## What this task involves:
Print every line of the material that follows unchanged, from the first line through the last.

## Supplied material:

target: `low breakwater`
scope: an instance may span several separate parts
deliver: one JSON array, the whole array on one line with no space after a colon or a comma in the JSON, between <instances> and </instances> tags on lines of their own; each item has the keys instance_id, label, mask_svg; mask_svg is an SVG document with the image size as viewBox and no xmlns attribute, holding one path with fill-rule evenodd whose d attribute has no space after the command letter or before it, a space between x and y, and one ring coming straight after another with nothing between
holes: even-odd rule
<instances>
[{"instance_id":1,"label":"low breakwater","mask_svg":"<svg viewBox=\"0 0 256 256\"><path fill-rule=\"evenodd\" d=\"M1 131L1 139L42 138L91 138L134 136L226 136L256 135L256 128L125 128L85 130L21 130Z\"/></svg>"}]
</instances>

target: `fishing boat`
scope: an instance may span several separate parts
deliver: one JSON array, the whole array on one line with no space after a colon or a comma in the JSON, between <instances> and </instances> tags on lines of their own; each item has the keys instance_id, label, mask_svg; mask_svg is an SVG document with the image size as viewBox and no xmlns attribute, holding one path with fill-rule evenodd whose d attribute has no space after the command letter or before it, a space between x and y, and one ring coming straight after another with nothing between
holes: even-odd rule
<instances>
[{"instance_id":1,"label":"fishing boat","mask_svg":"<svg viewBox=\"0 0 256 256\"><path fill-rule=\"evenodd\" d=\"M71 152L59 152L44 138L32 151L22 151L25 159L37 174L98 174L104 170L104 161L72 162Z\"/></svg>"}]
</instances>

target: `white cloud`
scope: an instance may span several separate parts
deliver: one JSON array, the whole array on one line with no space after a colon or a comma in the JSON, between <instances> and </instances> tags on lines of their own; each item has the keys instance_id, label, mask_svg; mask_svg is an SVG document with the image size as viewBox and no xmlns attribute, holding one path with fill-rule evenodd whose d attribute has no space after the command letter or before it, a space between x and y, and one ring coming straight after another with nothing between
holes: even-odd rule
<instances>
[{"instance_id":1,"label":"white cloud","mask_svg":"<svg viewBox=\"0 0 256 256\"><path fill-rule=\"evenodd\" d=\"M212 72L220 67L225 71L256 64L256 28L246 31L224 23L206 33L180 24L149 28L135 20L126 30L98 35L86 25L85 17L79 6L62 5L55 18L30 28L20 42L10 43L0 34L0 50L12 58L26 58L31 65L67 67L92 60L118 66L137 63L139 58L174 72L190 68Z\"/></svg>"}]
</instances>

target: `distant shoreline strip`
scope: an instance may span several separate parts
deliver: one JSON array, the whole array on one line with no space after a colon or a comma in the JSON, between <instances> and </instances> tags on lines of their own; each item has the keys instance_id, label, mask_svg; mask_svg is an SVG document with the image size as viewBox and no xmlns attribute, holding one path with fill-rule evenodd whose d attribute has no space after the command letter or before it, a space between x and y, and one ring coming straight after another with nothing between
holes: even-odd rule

## Output for this task:
target: `low breakwater`
scope: an instance may span several separate parts
deliver: one JSON array, the whole array on one line with no space after a colon or a comma in the JSON, between <instances> and </instances> tags on lines of their own; each item has the keys instance_id, label, mask_svg; mask_svg is an SVG document with the image size as viewBox and no xmlns attribute, holding one path with fill-rule evenodd whose d attribute has no space after the command letter or before it, a space between x and y, and one ring coming straight after another with nothing between
holes: even-odd rule
<instances>
[{"instance_id":1,"label":"low breakwater","mask_svg":"<svg viewBox=\"0 0 256 256\"><path fill-rule=\"evenodd\" d=\"M1 131L1 139L42 138L91 138L134 136L226 136L256 135L256 128L125 128L85 130L21 130Z\"/></svg>"}]
</instances>

target: `fishing boat`
scope: an instance may span several separate parts
deliver: one JSON array, the whole array on one line with no space after a colon or a comma in the JSON, between <instances> and </instances> tags on lines of their own; each item has the keys instance_id, label, mask_svg; mask_svg is an SVG document with the image size as viewBox and no xmlns attribute, holding one path with fill-rule evenodd whose d attribute has no space after the command letter or before it, a space between x and y, and one ring coming straight after another with nothing between
holes: even-odd rule
<instances>
[{"instance_id":1,"label":"fishing boat","mask_svg":"<svg viewBox=\"0 0 256 256\"><path fill-rule=\"evenodd\" d=\"M71 152L59 152L44 138L32 151L22 151L25 159L37 174L98 174L104 170L104 161L72 162Z\"/></svg>"}]
</instances>

target: `white cloud`
scope: an instance may span several separate parts
deliver: one JSON array, the whole array on one line with no space after a colon or a comma in the JSON, between <instances> and </instances> tags on lines of their own; each item has the keys instance_id, label, mask_svg; mask_svg is an SVG document with the image size as viewBox and no xmlns attribute, holding one path with fill-rule evenodd whose d attribute has no space after the command letter or before it, a space between x and y, and one ring coming straight after another with nothing between
holes: even-odd rule
<instances>
[{"instance_id":1,"label":"white cloud","mask_svg":"<svg viewBox=\"0 0 256 256\"><path fill-rule=\"evenodd\" d=\"M212 72L220 67L225 71L256 64L256 28L246 31L224 23L206 33L180 24L149 28L135 20L126 30L98 35L86 25L85 17L79 6L62 5L55 18L30 28L20 42L10 43L0 34L0 50L12 58L26 58L31 65L67 67L92 60L118 66L137 63L139 58L174 72L190 68Z\"/></svg>"}]
</instances>

target: `distant shoreline strip`
scope: an instance may span several separate parts
deliver: one JSON array, the whole array on one line with no space after a colon or a comma in the JSON, between <instances> and </instances> tags on lines of their own; each item has the keys instance_id, label, mask_svg; mask_svg is an SVG document with the image size as viewBox and no xmlns attribute, holding one path with fill-rule evenodd whose d attribute has no space after the command letter or before it, a space between x and y, and one ring coming straight after another with nothing between
holes: even-odd rule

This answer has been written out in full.